##### PAGE EXTRACT

Women who say they let their husbands handle all household income and expenses may be making a big mistake that many will pay for later. Likewise, men who leave money matters to their wives may also short-change themselves. In every marriage, both husband and wife should understand how much money comes in each month and where it goes. If not, trouble is likely to erupt. In the event of divorce or death of a spouse, money miseries are almost guaranteed.
Agree on money management before marriage Since about half of marriages end in divorce today, it’s not a bad idea to start with a pre-nuptual agree- ment that allows each person to protect their personal assets. As people marry later now, each partner has accumulated some valuable assets, such as savings, investments or property. Engaged couples may also be advised to take steps like these to protect assets earned while still single:
- Start a living trust to designate where your pre-marital assets should go in case of death or incapacitation.
- Keep your own Individual Retirement Account (IRA), separate from your spouse, and continue to contribute the maximum amount allowed by the Internal Revenue Service (IRS).

##########

== AIM OF THE TASK ==
Carry the passage on money management in marriage forward from its last sentence.

##### RECORDS SHOWN

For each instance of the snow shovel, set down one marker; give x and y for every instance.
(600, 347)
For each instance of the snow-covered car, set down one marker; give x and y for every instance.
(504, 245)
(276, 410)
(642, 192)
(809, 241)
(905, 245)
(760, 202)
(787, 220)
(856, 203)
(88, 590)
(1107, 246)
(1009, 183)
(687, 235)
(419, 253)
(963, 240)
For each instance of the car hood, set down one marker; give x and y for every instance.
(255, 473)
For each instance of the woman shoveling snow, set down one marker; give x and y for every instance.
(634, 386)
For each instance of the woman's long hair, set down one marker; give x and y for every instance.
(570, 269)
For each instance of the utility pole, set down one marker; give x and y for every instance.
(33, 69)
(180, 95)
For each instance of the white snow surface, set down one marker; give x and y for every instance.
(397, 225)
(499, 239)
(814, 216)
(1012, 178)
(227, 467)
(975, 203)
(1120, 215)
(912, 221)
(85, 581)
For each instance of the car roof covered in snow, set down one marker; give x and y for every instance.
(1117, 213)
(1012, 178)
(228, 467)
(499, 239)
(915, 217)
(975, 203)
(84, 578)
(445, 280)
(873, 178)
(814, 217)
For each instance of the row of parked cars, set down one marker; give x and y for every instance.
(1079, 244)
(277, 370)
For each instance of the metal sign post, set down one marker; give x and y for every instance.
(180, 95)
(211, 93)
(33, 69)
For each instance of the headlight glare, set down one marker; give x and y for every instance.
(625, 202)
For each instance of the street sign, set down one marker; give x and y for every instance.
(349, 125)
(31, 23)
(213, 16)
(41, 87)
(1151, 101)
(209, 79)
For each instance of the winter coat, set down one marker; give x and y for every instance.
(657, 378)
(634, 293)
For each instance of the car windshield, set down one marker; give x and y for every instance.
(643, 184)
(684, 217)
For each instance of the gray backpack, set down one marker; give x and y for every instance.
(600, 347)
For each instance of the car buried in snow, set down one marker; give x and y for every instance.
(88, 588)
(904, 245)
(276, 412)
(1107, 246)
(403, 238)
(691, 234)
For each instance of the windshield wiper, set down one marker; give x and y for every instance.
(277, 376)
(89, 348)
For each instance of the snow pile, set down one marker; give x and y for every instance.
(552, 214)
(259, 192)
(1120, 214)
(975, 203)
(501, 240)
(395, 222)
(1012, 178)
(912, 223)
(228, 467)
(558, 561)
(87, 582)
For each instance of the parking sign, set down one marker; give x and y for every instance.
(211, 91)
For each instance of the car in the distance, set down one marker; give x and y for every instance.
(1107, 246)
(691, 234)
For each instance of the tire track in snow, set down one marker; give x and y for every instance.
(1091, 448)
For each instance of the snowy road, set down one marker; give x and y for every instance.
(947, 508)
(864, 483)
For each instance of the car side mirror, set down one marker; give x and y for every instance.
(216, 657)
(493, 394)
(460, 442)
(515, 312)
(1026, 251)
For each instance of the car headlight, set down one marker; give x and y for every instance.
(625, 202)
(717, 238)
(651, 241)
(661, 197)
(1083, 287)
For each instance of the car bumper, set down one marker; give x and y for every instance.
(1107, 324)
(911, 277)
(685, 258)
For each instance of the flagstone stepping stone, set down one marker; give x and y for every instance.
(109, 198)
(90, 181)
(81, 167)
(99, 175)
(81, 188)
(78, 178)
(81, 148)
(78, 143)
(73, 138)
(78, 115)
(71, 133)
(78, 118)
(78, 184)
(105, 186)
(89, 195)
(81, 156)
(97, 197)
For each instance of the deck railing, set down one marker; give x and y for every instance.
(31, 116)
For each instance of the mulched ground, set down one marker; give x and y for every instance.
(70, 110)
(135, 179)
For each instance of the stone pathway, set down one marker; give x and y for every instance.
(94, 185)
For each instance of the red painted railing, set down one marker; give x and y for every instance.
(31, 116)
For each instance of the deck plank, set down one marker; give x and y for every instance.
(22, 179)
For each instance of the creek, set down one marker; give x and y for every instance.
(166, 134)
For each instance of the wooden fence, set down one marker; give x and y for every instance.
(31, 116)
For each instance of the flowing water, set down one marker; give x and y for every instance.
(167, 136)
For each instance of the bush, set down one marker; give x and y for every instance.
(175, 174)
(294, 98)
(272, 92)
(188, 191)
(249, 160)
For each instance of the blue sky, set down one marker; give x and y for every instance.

##########

== RESULT OF THE TASK ==
- If your employer matches the amount you put into your retirement account, contribute enough to reach the full amount along with your employer’s share. Never turn your back on free money!
- Start separate savings accounts for personal emergency funds. Your spouse may not recognize things that make life miserable for you . . . like living with worn out flooring or run-down furniture, or they might not appreciate your lifelong desire to earn a PhD. Agree on how much each puts into their separate account.
Taking such steps ensures that you won’t find yourself left without resources if disaster strikes. There are also a few things the two of you should do as a couple:
- Be aware of all your family assets and liabilities; set short- and long-term financial goals and objectives.
- Learn how to invest savings wisely, selecting a variety of investment types vs. putting your “all your eggs in one basket.” Whether you decide on stocks, mutual funds, bonds, real estate, etc., do your research before you buy. Google or ask a financial advisor to explain your options to both of you. Agree on your choices.
- Choose a home (your biggest investment) X with sound structure and good resale value in an up-and-coming location, but avoid overspending on improvements that won’t pay off when you sell.
- To make sure you have extra cash to invest, both husband and wife should agree to buy only what’s needed.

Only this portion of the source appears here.